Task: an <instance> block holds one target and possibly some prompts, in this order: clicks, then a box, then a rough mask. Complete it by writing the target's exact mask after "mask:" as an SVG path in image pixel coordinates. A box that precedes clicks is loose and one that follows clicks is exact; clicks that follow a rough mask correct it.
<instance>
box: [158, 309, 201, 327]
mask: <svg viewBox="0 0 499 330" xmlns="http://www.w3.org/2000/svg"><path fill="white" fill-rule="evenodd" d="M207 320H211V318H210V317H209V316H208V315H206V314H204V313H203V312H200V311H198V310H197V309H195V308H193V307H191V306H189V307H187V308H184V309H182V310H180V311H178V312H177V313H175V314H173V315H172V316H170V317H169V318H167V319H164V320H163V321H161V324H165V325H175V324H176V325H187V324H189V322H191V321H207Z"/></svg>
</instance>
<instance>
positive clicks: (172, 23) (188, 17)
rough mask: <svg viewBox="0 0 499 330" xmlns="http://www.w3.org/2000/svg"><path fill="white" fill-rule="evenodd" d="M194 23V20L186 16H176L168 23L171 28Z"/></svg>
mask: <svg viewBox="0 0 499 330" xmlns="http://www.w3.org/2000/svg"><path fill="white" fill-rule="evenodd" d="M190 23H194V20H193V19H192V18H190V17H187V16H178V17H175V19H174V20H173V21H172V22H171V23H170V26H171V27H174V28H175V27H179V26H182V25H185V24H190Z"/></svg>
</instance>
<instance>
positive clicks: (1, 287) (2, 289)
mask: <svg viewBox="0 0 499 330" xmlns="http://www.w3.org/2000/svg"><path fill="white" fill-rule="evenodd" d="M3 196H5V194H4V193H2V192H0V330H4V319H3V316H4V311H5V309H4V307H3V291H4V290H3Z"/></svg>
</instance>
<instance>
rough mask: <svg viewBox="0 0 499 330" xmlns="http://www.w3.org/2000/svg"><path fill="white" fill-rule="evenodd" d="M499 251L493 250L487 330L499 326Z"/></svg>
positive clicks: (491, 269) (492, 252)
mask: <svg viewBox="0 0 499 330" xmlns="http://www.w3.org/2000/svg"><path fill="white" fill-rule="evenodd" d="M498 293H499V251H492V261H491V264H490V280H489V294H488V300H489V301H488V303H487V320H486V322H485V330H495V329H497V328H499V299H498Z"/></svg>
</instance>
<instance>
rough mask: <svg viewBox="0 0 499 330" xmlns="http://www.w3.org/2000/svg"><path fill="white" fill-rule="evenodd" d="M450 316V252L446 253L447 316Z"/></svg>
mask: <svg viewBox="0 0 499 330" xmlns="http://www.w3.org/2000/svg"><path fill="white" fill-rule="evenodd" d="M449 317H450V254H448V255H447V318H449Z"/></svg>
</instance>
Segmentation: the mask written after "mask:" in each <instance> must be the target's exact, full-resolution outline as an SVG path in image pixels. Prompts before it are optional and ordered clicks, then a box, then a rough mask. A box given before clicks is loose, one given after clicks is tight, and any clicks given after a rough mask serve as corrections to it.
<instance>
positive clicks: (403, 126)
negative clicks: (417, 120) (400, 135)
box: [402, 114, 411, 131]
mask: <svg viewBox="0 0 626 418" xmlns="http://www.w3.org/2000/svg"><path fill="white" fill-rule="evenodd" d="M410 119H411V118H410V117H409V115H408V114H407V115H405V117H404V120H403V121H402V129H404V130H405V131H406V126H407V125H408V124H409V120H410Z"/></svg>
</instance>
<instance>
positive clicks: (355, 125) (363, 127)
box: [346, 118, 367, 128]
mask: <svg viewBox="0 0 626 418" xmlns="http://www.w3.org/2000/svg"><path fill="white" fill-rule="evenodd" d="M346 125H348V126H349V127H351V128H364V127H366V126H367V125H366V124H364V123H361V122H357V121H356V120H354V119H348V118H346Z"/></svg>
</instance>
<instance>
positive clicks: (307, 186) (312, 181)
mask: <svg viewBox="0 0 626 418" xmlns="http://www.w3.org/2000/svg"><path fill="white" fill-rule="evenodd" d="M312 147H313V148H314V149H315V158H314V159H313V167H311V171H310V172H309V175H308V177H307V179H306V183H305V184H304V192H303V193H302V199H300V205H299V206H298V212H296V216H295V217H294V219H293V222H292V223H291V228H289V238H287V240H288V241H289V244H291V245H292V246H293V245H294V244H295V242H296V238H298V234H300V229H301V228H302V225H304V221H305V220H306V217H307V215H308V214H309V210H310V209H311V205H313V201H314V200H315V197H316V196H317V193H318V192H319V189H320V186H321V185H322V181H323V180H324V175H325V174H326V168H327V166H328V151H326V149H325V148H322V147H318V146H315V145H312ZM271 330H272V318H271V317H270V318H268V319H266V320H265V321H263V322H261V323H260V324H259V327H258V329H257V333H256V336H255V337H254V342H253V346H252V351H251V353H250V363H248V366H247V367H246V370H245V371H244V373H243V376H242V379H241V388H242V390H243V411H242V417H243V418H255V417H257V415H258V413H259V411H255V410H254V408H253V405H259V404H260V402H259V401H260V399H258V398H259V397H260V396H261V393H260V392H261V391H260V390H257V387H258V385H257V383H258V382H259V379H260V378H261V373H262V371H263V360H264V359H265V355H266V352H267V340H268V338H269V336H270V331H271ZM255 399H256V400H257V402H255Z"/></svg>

• **WHAT YOU ARE ASKED TO DO**
Print the material above once more, exactly.

• **ANSWER SPACE**
Task: an <instance> block holds one target and possibly some prompts, in this order: clicks, then a box, then a rough mask. Complete it by writing the target's exact mask after "mask:" as an SVG path in image pixel coordinates. A box that precedes clicks is loose and one that follows clicks is exact; clicks that follow a rough mask correct it.
<instance>
box: [158, 309, 201, 327]
mask: <svg viewBox="0 0 499 330" xmlns="http://www.w3.org/2000/svg"><path fill="white" fill-rule="evenodd" d="M207 320H211V318H210V317H209V316H208V315H206V314H204V313H203V312H200V311H198V310H197V309H195V308H193V307H191V306H189V307H187V308H184V309H182V310H180V311H178V312H177V313H175V314H173V315H172V316H170V317H169V318H167V319H164V320H163V321H161V324H165V325H175V324H176V325H187V324H189V322H191V321H207Z"/></svg>
</instance>
<instance>
positive clicks: (172, 23) (188, 17)
rough mask: <svg viewBox="0 0 499 330" xmlns="http://www.w3.org/2000/svg"><path fill="white" fill-rule="evenodd" d="M194 23V20L186 16H176L168 23L171 28Z"/></svg>
mask: <svg viewBox="0 0 499 330" xmlns="http://www.w3.org/2000/svg"><path fill="white" fill-rule="evenodd" d="M190 23H194V20H193V19H192V18H190V17H187V16H178V17H175V19H174V20H173V21H172V22H171V23H170V26H171V27H174V28H175V27H179V26H182V25H185V24H190Z"/></svg>
</instance>
<instance>
positive clicks: (1, 287) (2, 289)
mask: <svg viewBox="0 0 499 330" xmlns="http://www.w3.org/2000/svg"><path fill="white" fill-rule="evenodd" d="M3 196H5V194H4V193H2V192H0V330H4V319H3V316H4V311H5V309H4V307H3V291H4V290H3Z"/></svg>
</instance>
<instance>
rough mask: <svg viewBox="0 0 499 330" xmlns="http://www.w3.org/2000/svg"><path fill="white" fill-rule="evenodd" d="M499 251L493 250L487 330L499 326Z"/></svg>
positive clicks: (491, 269) (492, 252)
mask: <svg viewBox="0 0 499 330" xmlns="http://www.w3.org/2000/svg"><path fill="white" fill-rule="evenodd" d="M498 293H499V251H492V261H491V264H490V280H489V294H488V300H489V301H488V303H487V320H486V322H485V330H495V329H497V328H499V299H498Z"/></svg>
</instance>
<instance>
rough mask: <svg viewBox="0 0 499 330" xmlns="http://www.w3.org/2000/svg"><path fill="white" fill-rule="evenodd" d="M450 316V252L446 253L447 316Z"/></svg>
mask: <svg viewBox="0 0 499 330" xmlns="http://www.w3.org/2000/svg"><path fill="white" fill-rule="evenodd" d="M449 317H450V254H448V255H447V318H449Z"/></svg>
</instance>
Segmentation: the mask written after "mask:" in each <instance> must be the target's exact, full-resolution outline as an SVG path in image pixels. Prompts before it are optional and ordered clicks, then a box, then a rough mask. A box given before clicks is loose, one given after clicks is tight, and any clicks given after a rough mask serve as corrections to it.
<instance>
positive clicks: (403, 126)
negative clicks: (417, 120) (400, 135)
box: [402, 114, 411, 131]
mask: <svg viewBox="0 0 626 418" xmlns="http://www.w3.org/2000/svg"><path fill="white" fill-rule="evenodd" d="M410 119H411V118H410V117H409V115H408V114H407V115H405V117H404V120H403V121H402V129H404V130H405V131H406V126H407V125H408V124H409V120H410Z"/></svg>
</instance>
<instance>
positive clicks: (355, 125) (363, 127)
box: [346, 118, 367, 128]
mask: <svg viewBox="0 0 626 418" xmlns="http://www.w3.org/2000/svg"><path fill="white" fill-rule="evenodd" d="M346 125H348V126H349V127H351V128H364V127H366V126H367V125H366V124H364V123H361V122H357V121H356V120H354V119H348V118H346Z"/></svg>
</instance>
<instance>
positive clicks: (307, 186) (312, 181)
mask: <svg viewBox="0 0 626 418" xmlns="http://www.w3.org/2000/svg"><path fill="white" fill-rule="evenodd" d="M312 147H313V148H314V149H315V158H314V159H313V167H311V171H310V172H309V175H308V177H307V179H306V183H305V184H304V192H303V193H302V199H300V205H299V206H298V212H296V216H295V217H294V219H293V222H292V223H291V228H289V238H287V240H288V241H289V244H291V245H292V246H293V245H294V244H295V242H296V238H298V234H300V229H301V228H302V225H304V221H305V220H306V217H307V215H308V214H309V210H310V209H311V205H313V201H314V200H315V197H316V196H317V193H318V192H319V189H320V186H321V185H322V181H323V180H324V175H325V174H326V168H327V166H328V151H326V149H325V148H322V147H318V146H315V145H312ZM271 330H272V318H271V317H270V318H268V319H266V320H265V321H263V322H261V323H260V324H259V327H258V329H257V333H256V336H255V337H254V342H253V346H252V351H251V353H250V363H248V366H247V367H246V370H245V371H244V373H243V376H242V379H241V388H242V390H243V411H242V417H243V418H255V417H257V415H258V413H259V411H255V410H254V408H253V405H259V404H260V402H259V401H260V399H258V398H259V397H260V396H261V393H260V392H261V391H260V390H257V387H258V385H257V383H258V382H259V379H260V378H261V373H262V371H263V360H264V359H265V355H266V352H267V340H268V338H269V336H270V331H271ZM255 399H256V400H257V402H255Z"/></svg>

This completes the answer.